→ TASK STATEMENT
Find each row below that contains the word "green" and copy those rows.

→ AVAILABLE RECORDS
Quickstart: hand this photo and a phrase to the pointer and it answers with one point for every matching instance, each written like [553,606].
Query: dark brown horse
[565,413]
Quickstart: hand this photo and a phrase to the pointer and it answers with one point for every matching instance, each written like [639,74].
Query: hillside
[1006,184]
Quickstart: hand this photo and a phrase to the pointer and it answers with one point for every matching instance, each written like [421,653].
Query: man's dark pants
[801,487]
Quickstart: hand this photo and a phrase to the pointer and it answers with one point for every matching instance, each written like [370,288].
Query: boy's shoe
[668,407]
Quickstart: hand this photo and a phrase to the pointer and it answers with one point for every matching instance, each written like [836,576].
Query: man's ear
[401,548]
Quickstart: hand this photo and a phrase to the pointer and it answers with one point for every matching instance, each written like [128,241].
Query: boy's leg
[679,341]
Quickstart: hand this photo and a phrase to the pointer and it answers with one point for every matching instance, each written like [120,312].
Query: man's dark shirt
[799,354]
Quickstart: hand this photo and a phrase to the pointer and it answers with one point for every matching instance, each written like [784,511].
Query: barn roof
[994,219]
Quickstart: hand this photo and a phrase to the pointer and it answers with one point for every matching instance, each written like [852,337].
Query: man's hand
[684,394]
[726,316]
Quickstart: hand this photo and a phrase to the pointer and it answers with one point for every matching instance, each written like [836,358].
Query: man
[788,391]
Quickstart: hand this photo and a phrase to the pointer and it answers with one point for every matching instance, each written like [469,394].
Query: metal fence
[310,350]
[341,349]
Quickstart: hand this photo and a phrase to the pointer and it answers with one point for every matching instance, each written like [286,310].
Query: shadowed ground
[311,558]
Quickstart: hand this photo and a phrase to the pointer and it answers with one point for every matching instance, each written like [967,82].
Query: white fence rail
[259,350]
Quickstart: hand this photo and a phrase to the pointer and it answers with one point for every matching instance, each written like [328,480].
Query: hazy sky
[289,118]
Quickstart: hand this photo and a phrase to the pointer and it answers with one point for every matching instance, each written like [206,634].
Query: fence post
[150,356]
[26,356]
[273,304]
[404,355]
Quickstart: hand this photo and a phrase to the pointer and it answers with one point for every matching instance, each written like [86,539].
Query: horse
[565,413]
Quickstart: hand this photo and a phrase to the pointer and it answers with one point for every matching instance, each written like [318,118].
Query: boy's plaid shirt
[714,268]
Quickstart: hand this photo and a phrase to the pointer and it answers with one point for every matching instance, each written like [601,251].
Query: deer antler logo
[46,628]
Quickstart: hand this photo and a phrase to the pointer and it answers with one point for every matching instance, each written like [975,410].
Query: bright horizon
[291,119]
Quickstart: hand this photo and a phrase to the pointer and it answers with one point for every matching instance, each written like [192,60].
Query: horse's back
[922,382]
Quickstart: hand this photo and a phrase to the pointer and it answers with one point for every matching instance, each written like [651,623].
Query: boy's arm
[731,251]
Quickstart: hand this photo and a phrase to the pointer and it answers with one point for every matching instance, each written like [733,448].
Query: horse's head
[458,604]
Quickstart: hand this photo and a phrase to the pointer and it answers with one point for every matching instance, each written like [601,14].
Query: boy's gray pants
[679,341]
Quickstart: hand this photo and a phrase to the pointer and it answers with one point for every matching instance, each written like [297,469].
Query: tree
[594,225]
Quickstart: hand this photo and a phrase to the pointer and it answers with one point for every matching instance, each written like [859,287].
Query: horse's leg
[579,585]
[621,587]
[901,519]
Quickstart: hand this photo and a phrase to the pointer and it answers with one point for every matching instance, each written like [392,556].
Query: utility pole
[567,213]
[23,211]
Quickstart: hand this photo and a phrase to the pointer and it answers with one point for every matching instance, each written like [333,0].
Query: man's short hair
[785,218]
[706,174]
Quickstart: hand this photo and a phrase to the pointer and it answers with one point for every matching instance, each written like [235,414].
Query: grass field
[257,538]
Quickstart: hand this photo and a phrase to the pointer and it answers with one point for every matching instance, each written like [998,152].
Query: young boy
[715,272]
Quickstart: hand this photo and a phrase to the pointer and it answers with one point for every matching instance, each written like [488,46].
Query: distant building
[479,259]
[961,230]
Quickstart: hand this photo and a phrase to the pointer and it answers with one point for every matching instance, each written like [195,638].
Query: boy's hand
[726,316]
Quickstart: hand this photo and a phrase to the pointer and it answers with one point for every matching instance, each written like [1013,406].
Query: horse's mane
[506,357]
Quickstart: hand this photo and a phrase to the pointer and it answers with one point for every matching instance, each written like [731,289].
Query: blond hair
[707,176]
...
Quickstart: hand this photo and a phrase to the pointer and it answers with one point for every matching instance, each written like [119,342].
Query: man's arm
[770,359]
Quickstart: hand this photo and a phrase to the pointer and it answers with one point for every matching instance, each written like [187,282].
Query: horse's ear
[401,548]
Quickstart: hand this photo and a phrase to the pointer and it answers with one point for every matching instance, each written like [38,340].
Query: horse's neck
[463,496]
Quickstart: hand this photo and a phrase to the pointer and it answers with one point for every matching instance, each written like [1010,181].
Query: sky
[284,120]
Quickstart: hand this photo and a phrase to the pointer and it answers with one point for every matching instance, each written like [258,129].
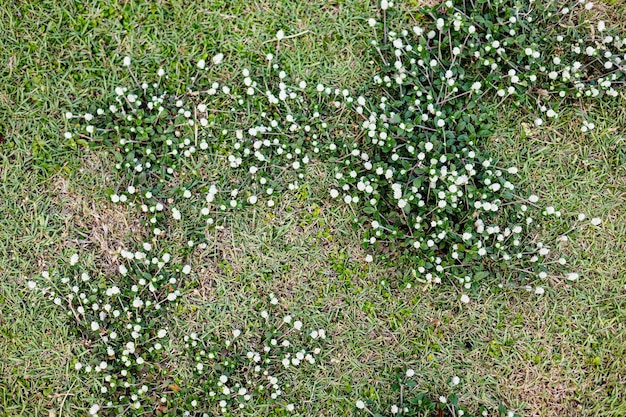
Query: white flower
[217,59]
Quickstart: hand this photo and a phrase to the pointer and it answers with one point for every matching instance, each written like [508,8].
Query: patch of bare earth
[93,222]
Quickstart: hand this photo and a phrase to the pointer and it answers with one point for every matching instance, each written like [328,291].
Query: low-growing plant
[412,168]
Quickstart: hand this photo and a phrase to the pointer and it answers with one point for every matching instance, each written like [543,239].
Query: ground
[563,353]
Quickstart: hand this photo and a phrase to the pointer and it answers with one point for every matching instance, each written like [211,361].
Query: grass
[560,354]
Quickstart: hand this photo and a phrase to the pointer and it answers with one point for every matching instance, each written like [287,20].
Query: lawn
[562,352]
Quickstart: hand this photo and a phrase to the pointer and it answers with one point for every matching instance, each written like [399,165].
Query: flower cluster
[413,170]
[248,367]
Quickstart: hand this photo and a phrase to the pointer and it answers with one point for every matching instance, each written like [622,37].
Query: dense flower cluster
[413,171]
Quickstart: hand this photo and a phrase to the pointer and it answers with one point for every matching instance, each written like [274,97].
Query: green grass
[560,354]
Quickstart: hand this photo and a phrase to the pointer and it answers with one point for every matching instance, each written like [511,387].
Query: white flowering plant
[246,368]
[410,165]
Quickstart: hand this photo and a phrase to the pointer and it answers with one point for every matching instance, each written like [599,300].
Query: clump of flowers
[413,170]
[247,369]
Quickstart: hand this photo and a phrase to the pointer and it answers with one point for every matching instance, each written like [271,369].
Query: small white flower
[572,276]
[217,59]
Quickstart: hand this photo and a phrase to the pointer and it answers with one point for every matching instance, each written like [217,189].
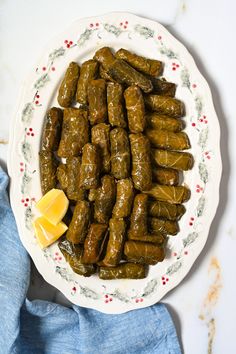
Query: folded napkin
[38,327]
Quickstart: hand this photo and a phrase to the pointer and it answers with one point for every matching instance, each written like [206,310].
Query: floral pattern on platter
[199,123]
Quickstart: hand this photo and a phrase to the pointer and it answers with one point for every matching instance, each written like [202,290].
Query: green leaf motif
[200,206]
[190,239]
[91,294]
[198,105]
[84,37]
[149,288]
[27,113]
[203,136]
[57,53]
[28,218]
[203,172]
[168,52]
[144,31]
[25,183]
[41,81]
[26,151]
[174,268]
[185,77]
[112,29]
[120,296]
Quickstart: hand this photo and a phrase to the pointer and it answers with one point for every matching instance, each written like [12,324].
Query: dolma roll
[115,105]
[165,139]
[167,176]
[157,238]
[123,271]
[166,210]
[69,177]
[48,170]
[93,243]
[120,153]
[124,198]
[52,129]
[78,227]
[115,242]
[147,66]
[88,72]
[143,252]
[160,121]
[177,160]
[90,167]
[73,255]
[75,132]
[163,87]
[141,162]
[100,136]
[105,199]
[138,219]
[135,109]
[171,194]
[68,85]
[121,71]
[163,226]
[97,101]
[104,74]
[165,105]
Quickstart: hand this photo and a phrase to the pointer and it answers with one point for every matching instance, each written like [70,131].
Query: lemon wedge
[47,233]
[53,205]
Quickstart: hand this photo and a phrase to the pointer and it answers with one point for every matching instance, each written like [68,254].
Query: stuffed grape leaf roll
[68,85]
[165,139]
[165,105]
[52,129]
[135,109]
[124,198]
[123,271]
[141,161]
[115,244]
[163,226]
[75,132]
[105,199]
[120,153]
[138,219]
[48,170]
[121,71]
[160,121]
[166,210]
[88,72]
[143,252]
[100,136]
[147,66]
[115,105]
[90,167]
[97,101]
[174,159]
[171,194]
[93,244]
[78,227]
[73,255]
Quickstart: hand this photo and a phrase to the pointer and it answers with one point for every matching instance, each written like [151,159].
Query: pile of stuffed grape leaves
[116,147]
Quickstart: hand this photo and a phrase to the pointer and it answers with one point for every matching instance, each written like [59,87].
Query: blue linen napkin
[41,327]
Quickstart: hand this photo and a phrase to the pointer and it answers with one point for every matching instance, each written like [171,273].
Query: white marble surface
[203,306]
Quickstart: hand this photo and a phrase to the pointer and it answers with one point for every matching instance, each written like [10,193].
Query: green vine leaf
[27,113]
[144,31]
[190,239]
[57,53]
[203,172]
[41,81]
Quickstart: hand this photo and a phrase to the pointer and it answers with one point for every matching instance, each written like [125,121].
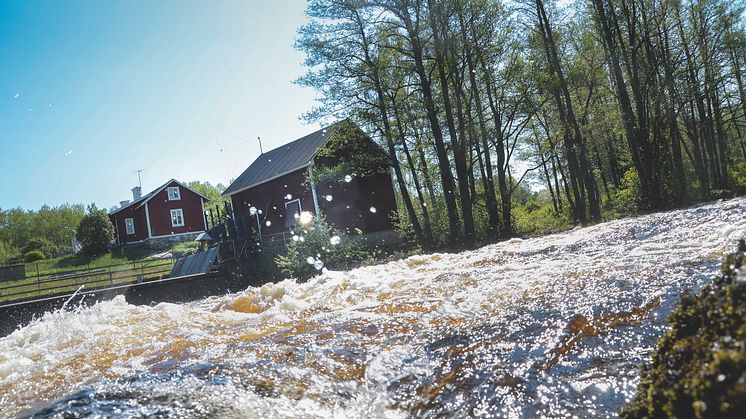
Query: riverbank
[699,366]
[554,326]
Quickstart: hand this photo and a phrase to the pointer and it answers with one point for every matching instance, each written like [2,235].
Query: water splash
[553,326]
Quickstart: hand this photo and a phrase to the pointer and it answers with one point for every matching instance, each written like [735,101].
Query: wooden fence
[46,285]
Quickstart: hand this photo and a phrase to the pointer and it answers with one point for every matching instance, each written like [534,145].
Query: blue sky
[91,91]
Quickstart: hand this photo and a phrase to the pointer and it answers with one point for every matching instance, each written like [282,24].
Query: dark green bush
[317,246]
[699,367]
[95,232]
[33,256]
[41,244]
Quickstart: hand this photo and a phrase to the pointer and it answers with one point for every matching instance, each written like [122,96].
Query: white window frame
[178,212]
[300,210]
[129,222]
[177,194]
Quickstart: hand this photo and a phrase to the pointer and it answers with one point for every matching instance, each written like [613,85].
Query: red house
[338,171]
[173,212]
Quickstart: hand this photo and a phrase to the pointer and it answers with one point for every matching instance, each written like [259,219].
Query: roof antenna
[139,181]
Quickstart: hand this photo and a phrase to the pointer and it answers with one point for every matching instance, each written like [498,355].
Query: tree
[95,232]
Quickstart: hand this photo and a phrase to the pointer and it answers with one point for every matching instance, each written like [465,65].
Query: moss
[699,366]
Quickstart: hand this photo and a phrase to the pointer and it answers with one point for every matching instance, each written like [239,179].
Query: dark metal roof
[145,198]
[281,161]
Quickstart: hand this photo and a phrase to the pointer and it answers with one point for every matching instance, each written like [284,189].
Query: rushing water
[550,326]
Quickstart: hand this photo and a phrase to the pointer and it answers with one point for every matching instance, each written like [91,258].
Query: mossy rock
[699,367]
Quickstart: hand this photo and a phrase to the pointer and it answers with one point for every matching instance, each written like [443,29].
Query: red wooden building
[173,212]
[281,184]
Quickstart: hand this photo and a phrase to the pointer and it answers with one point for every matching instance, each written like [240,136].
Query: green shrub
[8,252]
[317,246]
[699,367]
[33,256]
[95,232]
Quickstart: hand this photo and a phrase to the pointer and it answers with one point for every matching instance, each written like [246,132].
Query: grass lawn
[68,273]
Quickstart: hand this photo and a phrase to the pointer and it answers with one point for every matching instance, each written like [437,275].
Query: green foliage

→ COMPLETE RESPONSE
Query: green grass
Query: green leaf motif
Query: green vine leaf
Query: dark green bush
Query: green shrub
Query: green foliage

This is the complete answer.